Exercise brief — Every entry must be repeated exactly. Exclude all pictures.

Data section —
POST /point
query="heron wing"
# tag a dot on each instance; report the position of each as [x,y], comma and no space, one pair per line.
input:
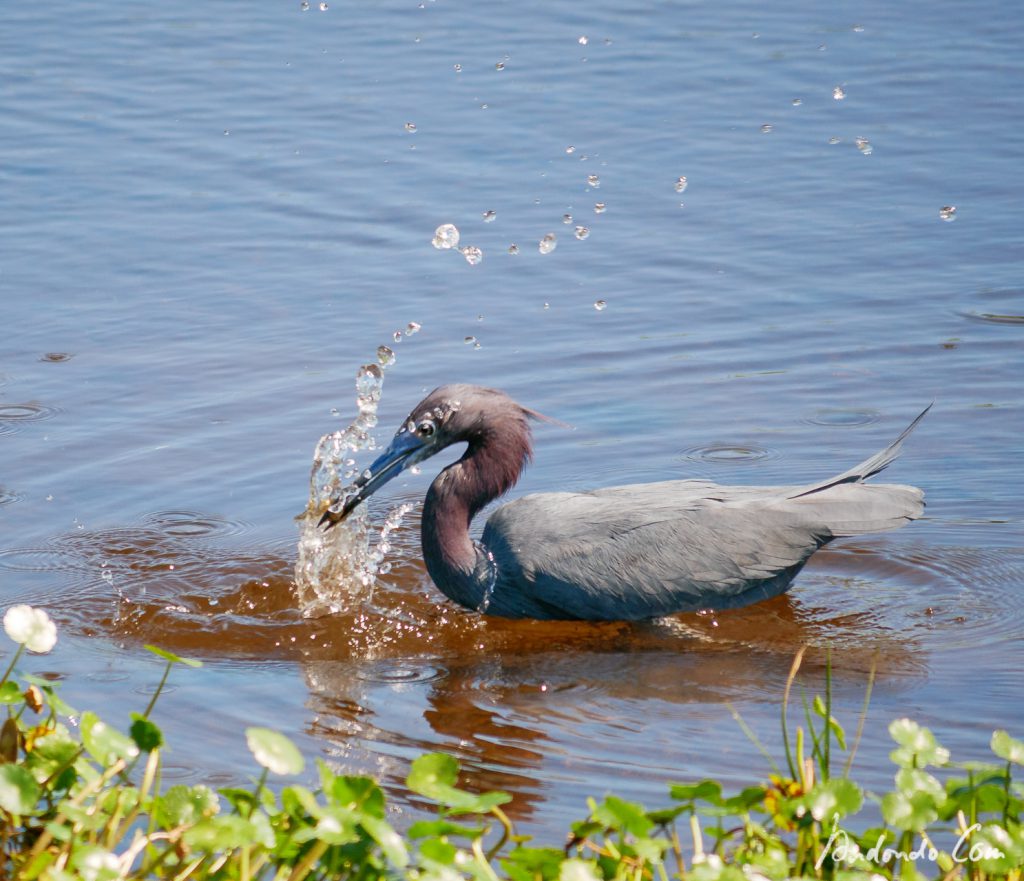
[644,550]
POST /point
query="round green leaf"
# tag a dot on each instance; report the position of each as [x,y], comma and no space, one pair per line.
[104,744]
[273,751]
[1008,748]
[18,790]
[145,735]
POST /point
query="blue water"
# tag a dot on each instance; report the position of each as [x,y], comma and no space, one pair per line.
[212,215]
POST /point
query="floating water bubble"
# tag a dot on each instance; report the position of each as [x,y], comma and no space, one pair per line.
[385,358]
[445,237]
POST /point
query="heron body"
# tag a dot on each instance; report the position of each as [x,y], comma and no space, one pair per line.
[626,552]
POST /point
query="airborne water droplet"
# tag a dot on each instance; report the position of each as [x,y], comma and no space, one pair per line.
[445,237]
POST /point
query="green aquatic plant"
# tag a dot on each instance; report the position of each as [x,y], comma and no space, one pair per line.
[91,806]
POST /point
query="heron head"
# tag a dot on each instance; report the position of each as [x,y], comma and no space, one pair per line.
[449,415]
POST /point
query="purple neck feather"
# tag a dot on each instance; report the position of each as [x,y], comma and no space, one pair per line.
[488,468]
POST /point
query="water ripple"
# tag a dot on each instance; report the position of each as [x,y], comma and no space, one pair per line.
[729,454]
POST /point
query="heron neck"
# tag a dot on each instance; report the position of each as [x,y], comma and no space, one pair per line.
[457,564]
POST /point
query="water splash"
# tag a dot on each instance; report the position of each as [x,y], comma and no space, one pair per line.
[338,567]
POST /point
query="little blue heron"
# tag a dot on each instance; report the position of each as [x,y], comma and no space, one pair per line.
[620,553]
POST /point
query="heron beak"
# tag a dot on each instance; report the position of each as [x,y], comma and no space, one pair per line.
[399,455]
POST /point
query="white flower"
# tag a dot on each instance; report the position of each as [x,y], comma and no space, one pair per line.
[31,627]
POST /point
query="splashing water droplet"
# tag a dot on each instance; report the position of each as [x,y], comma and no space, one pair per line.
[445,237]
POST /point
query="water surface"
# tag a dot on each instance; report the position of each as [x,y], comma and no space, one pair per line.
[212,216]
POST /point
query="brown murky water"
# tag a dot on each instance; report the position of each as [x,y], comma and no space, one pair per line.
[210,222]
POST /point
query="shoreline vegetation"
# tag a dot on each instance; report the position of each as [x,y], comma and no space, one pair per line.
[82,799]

Exercise result —
POST /point
query="heron wing"
# tag a dot on each instance; report the position of each as [x,y], comma and no space, one pair per line.
input:
[644,550]
POST /point
query="round green leaf"
# tag a dot on each instance; report the position of each as [x,y], comma and no space, one pair per line.
[104,744]
[273,751]
[1008,748]
[18,790]
[145,735]
POST /point
query="blue water"
# tag a dot on each instance; report the position of each as [x,y], comma and no space, one pair per line.
[212,215]
POST /point
query="floating water bubble"
# tag a dot on each instance; report the position of each as [x,y], comma and no space, one pair per line.
[385,358]
[445,237]
POST /point
query="heron body"
# tag a dot on each instance; report the position of each as [x,y], comma and no space, one pair per line.
[626,552]
POST /point
query="airborne water droplet"
# tag a dot on each instance; report the position of each as [x,y], comma and no space, one pair per line.
[445,237]
POST /point
query="green aquatic plant"
# tag a dot on each instance; report the position of each as [x,y], comma and no space, one pair per line.
[91,806]
POST /point
query="heron head"
# tag a dot on each instance; report the position of each as [x,y], comma and no space, one pair per line.
[449,415]
POST /point
query="purple neck feather"
# tag a dot on each instance; report the position of each as [x,y], comma and no space, one pair per line.
[488,468]
POST /point
query="water ripple"
# tag a dot on each instance; report the position of each as [x,y], comma and no space, one pair per line.
[729,454]
POST /point
query="heron neck"
# tag a dot on each instance; report the position of each as [x,y], comma and no space, one pair per line.
[457,564]
POST /point
query="water splash"
# tag a dot on each instance; report the position of each as [x,y], comma and no space, one pair per line.
[338,567]
POST /point
query="little blue heron"
# tag a dot on each instance; report the position of each as [x,y], comma and no space, one pair per line.
[620,553]
POST /point
query="heron beak"
# tag a dot on each instance; report the position of each as [x,y], comma and no space, one pair per line.
[399,455]
POST /point
query="white flower"
# tag a dot on each instance; report the position of each as [x,y], comma and no space, one pair per line.
[31,627]
POST /point
query="splashing water droplet"
# tag a dot on each instance; report the position of each as [x,y], comma and no space, one pair per line.
[445,237]
POST /point
query="water surface"
# tag a dot on each instance; report the position of each as [x,y], comma and no space, one pair per line.
[212,216]
POST /point
query="brown murky water"
# tag a dot on each instance; report the position of each as [x,y], comma and no space, one pair per line.
[210,222]
POST /point
query="shoreline vegetation"
# tag a dot on each instance; report the position of each as [x,y], comma and no space, one pair per line.
[82,799]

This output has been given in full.